[Collected data]
------------------------------------------------------------

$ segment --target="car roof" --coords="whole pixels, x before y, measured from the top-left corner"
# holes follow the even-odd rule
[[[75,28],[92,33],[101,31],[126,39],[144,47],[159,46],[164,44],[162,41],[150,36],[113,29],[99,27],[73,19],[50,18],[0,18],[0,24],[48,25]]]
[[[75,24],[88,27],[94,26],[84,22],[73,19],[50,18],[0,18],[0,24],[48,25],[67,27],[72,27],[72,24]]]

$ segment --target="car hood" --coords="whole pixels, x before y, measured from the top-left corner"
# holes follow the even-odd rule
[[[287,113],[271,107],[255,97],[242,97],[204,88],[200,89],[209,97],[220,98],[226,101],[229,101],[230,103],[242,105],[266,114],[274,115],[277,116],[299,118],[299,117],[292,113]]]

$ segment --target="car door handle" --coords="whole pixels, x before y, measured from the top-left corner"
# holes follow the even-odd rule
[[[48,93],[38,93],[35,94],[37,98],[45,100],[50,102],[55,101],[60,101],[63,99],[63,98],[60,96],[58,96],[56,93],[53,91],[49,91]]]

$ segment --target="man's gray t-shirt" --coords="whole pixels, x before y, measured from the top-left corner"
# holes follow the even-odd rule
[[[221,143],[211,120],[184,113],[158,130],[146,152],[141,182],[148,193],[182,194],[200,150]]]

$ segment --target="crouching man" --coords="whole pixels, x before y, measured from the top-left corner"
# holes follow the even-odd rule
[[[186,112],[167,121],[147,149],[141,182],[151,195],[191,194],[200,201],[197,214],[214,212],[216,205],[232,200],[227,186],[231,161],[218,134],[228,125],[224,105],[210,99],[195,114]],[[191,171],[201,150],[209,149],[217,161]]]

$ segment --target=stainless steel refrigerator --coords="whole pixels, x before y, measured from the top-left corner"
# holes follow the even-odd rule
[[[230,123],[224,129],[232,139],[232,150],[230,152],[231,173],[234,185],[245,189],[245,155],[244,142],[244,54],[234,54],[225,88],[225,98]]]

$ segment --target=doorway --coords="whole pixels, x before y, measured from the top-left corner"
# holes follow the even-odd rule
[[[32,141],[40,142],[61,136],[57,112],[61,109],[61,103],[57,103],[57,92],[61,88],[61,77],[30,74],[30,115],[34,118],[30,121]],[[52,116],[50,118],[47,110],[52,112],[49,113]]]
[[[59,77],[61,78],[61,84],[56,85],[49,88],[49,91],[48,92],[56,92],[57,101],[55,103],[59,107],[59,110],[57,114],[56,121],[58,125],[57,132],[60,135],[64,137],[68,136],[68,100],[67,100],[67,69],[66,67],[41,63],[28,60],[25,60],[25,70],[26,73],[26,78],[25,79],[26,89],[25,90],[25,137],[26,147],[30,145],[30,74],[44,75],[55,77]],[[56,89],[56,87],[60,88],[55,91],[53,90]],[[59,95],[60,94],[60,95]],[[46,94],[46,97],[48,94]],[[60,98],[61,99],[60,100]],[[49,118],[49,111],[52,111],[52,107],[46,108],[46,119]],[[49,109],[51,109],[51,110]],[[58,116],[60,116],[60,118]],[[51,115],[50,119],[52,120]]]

------------------------------------------------------------

* Written request:
Take the entries above and transcribe them in full.

* The result:
$ segment --target="car roof" --coords="whole pixels, x before y, measured from the top-left corner"
# holes follow the even-odd rule
[[[75,28],[92,33],[101,31],[126,39],[144,47],[159,46],[164,44],[162,41],[150,36],[113,29],[99,27],[73,19],[50,18],[0,18],[0,24],[48,25]]]
[[[75,24],[88,27],[94,26],[84,22],[73,19],[50,18],[0,18],[0,24],[48,25],[67,27],[72,27],[72,24]]]

$ segment --target="car hood" --coords="whole pixels, x before y, measured from the top-left corner"
# holes follow the even-odd rule
[[[287,113],[271,107],[255,97],[242,97],[204,88],[200,89],[209,97],[220,98],[226,101],[229,101],[230,103],[242,105],[266,114],[274,115],[277,116],[299,118],[299,117],[292,113]]]

$ segment --target="car door handle" --coords="whole pixels, x before y, measured from the top-left corner"
# holes follow the even-odd rule
[[[48,93],[38,93],[35,94],[37,98],[45,100],[50,102],[55,101],[60,101],[63,99],[63,98],[60,96],[58,96],[56,93],[53,91],[49,91]]]

$ segment --target="man's gray t-shirt" --coords="whole pixels, x before y, measured from the top-left corner"
# holes follow the even-odd rule
[[[221,143],[211,120],[184,113],[158,130],[146,152],[141,182],[148,193],[182,194],[200,150]]]

$ segment --target="crouching man" --coords="whole pixels, x before y, measured from the top-left corner"
# holes follow the even-odd rule
[[[186,112],[167,121],[147,149],[141,182],[151,195],[191,194],[200,201],[197,214],[214,212],[216,205],[232,200],[227,186],[231,161],[218,134],[228,125],[224,105],[210,99],[195,114]],[[191,171],[201,150],[209,149],[217,161]]]

$ segment --target=stainless steel refrigerator --coords="whole pixels, x before y, measured from the top-left corner"
# holes follow the even-odd rule
[[[230,123],[224,129],[232,139],[232,150],[230,152],[231,173],[234,185],[245,189],[245,155],[244,142],[244,54],[234,54],[225,88],[225,98]]]

$ segment --target=doorway --coords="whole pixels, x before y, measured from the top-left corner"
# holes follow the even-odd rule
[[[32,141],[40,142],[61,136],[57,112],[61,109],[61,103],[57,103],[57,92],[61,88],[61,77],[30,74],[30,115],[34,118],[30,121]],[[52,116],[50,118],[47,110],[52,112],[49,113]]]
[[[59,77],[61,78],[61,84],[56,85],[49,88],[49,91],[48,92],[56,92],[57,101],[55,103],[59,107],[59,110],[57,114],[56,121],[58,125],[57,132],[60,135],[64,137],[68,136],[68,100],[67,100],[67,69],[66,67],[41,63],[28,60],[25,60],[25,70],[26,73],[26,78],[25,79],[26,89],[25,90],[25,137],[26,147],[30,145],[30,74],[44,75],[55,77]],[[56,89],[56,87],[60,88],[55,91],[53,90]],[[59,95],[60,94],[60,95]],[[46,94],[46,97],[48,94]],[[60,98],[61,99],[60,100]],[[49,118],[49,111],[52,111],[52,107],[46,108],[46,119]],[[49,109],[51,109],[51,110]],[[58,116],[60,116],[60,118]],[[51,115],[50,119],[52,120]]]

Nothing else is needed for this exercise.